### PAGE EXTRACT
%%
It's a good name. Changing argument to parenthesis doesn't work either since we only do so in function applications and patterns.
from fantomas.
This rule "space after all single-name upper case function application (Some in an expression)" is tricky as it causes stuff like this:
Regex (regex).Match(str)
So I iterated until I got the least amount of unusual formatting in the tests, and ended up implementing these rules:
- Fluent style function chaining -> no spaces
- Implicit and explicit constructors -> no space
- Function application with () -> no spaces
- Function application with uppercase single-name or multiname identifiers -> no space
- All other function applications -> use setting
- Patterns with () (includes function definition) -> no spaces
- Patterns with uppercase single-name or multiname identifiers (includes function definition) -> no spaces
- All other patterns -> use setting
So this means that instead of
| Some (a) -> ()
we get
| Some(a) -> ()
%%
### COLLECTED DATA
%%
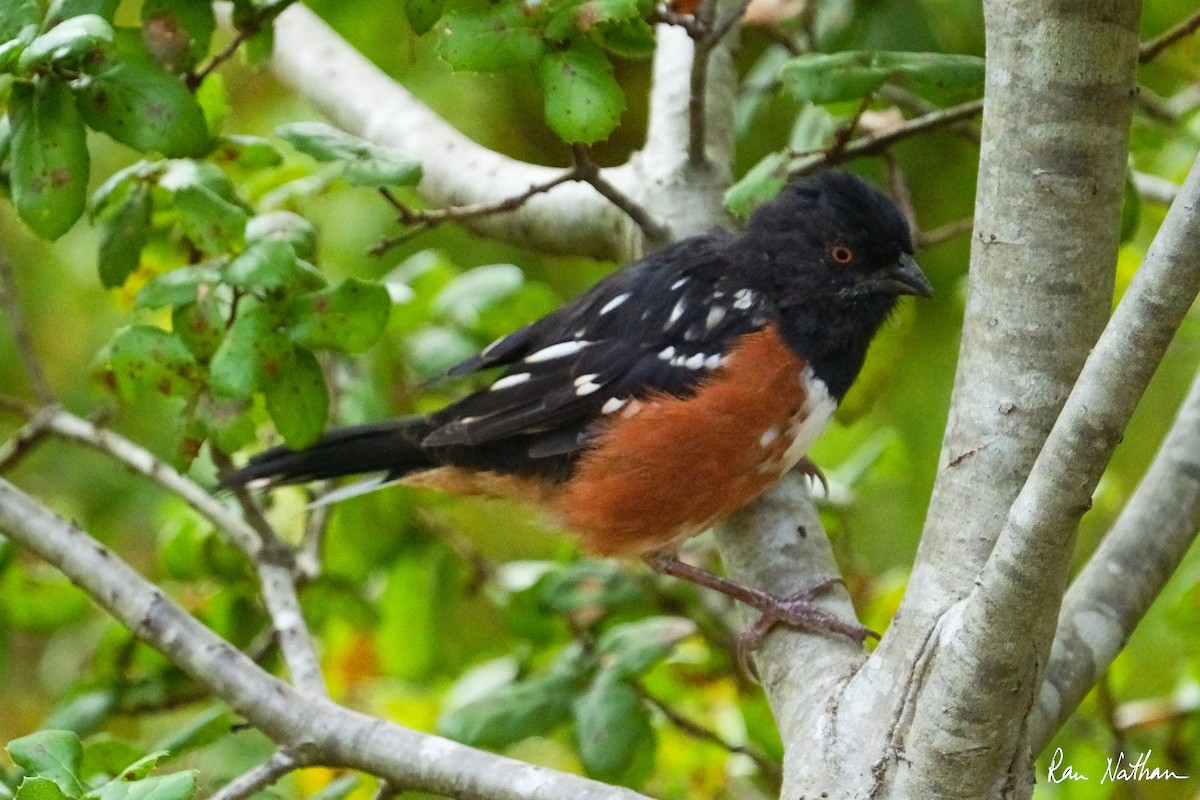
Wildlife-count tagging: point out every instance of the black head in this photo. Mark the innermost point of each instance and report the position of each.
%%
### WHAT YOU NEED TO DO
[1] Reproduce the part of the fantomas formatting note that opens with the words containing "So I iterated" and closes with "Some(a) -> ()".
[2] In the fantomas formatting note, what spacing rule applies to implicit and explicit constructors?

### RESPONSES IN ORDER
[1]
So I iterated until I got the least amount of unusual formatting in the tests, and ended up implementing these rules:
- Fluent style function chaining -> no spaces
- Implicit and explicit constructors -> no space
- Function application with () -> no spaces
- Function application with uppercase single-name or multiname identifiers -> no space
- All other function applications -> use setting
- Patterns with () (includes function definition) -> no spaces
- Patterns with uppercase single-name or multiname identifiers (includes function definition) -> no spaces
- All other patterns -> use setting
So this means that instead of
| Some (a) -> ()
we get
| Some(a) -> ()

[2] No space.